**EXTRACTED TEXT**:
Back in Austin, though, the federal auditors had heard about the informality at the First National Bank and took a closer look. The next thing Bill knew, he was arrested for embezzlement. His father-in-law kept him out of jail by posting bail and on July 7, there he was on his way to the courthouse for his trial. He had to change trains to get there, and his imagination, always tearing along ahead of him, took over. “You’re in trouble, Bill,” it said, “you’ll never get out of this,” it advised. “Better get out of town,” it whispered.
He cracked. The train to the courthouse was just ahead on Track 6, but right there there on Track 5, which he had to walk past in any case, was one leaving even sooner — for New Orleans. He never made it to Track 6.
From New Orleans, he went to Honduras. He’d heard there wasn’t any extradition treaty between the US and Honduras, and he settled there for a while. He wasn’t the only one on the run in Trujillo; in a month or two he met Al Jennings the train robber, and they got along famously. Bill kept writing, and thanks to his new surroundings he set one of his stories in a similar place. He called the place a “banana republic” — people seemed to remember the phrase.

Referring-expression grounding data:
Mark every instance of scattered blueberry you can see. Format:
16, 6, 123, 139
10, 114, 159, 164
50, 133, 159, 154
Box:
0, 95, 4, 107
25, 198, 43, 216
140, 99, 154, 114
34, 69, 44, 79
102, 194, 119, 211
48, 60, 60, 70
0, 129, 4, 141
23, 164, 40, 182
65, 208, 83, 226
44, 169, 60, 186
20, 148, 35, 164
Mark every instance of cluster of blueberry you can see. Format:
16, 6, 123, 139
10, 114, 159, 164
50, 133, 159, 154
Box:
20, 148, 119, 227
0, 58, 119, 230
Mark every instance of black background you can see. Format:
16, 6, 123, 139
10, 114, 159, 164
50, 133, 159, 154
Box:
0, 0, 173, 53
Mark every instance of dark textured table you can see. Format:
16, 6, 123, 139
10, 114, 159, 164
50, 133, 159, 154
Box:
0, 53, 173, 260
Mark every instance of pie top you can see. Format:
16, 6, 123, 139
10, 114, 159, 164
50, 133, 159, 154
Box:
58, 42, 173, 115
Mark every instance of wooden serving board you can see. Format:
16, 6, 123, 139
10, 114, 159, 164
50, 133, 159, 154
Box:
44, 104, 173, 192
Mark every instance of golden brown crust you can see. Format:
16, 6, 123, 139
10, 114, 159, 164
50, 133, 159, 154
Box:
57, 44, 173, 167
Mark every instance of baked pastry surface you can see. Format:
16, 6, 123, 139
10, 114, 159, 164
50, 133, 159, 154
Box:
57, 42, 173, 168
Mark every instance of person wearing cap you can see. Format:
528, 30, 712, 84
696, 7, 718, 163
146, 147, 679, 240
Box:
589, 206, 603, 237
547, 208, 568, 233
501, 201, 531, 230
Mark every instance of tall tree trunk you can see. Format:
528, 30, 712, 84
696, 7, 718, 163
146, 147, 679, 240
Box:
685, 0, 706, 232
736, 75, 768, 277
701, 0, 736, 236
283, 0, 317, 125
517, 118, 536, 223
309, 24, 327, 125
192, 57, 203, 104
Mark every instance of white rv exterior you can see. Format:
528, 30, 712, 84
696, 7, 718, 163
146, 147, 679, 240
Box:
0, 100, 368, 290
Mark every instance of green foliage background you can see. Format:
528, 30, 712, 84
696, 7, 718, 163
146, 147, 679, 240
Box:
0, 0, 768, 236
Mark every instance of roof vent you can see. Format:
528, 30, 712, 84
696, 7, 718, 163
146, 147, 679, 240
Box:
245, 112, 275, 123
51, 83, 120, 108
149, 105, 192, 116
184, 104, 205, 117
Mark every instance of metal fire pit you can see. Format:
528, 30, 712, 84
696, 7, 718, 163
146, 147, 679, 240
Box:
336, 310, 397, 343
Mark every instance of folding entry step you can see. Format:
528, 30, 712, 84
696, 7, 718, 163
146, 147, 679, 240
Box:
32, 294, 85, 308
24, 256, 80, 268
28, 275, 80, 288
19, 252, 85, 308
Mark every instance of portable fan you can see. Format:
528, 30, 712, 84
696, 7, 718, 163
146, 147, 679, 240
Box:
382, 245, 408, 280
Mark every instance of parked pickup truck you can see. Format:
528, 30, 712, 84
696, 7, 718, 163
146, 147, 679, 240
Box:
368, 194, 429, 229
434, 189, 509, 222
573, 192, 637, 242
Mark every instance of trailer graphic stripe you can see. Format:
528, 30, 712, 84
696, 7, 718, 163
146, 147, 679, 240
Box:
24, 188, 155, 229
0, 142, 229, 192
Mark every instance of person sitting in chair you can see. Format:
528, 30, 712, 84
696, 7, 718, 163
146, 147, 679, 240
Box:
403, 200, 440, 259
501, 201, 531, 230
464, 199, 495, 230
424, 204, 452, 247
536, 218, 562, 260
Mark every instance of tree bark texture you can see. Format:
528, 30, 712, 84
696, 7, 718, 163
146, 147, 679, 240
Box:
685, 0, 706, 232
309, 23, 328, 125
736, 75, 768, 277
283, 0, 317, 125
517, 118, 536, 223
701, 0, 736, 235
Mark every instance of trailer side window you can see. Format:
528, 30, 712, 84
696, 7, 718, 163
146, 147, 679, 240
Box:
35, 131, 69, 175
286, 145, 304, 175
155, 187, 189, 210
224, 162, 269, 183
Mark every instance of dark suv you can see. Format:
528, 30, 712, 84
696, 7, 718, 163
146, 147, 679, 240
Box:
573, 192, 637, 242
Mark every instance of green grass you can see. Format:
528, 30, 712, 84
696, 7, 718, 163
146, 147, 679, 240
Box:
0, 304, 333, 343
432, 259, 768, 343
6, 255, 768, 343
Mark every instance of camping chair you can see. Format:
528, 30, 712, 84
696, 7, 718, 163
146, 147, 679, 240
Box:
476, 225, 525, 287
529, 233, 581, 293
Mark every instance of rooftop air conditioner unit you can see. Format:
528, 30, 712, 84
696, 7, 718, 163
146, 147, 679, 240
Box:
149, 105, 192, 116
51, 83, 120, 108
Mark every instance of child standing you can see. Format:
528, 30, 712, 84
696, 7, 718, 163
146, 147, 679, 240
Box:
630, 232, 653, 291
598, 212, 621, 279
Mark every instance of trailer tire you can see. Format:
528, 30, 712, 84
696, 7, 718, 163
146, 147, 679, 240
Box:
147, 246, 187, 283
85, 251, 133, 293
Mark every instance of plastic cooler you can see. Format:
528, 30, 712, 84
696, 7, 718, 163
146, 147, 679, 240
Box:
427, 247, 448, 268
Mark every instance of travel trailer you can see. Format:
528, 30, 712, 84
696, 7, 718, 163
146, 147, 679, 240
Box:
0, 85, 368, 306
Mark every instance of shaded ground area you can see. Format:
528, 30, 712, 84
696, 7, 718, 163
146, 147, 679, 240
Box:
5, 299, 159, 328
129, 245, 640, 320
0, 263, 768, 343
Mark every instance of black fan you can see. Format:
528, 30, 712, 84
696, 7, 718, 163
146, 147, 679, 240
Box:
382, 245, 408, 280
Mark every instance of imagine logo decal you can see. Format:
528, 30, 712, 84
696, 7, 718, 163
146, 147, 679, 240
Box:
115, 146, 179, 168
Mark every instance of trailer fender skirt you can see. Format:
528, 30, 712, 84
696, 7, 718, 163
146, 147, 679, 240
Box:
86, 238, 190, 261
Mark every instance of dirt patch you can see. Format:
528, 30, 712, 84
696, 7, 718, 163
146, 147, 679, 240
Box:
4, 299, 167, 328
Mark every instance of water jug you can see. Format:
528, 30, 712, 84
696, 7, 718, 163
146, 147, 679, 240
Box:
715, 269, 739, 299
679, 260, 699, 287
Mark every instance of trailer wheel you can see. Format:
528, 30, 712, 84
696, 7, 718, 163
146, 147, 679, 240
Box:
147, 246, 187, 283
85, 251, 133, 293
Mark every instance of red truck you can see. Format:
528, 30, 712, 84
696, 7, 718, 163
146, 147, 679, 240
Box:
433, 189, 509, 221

**TASK ITEM**: Repeat word for word the part of the passage about Bill's flight to Honduras from "From New Orleans, he" to "remember the phrase.".

**REPLY**:
From New Orleans, he went to Honduras. He’d heard there wasn’t any extradition treaty between the US and Honduras, and he settled there for a while. He wasn’t the only one on the run in Trujillo; in a month or two he met Al Jennings the train robber, and they got along famously. Bill kept writing, and thanks to his new surroundings he set one of his stories in a similar place. He called the place a “banana republic” — people seemed to remember the phrase.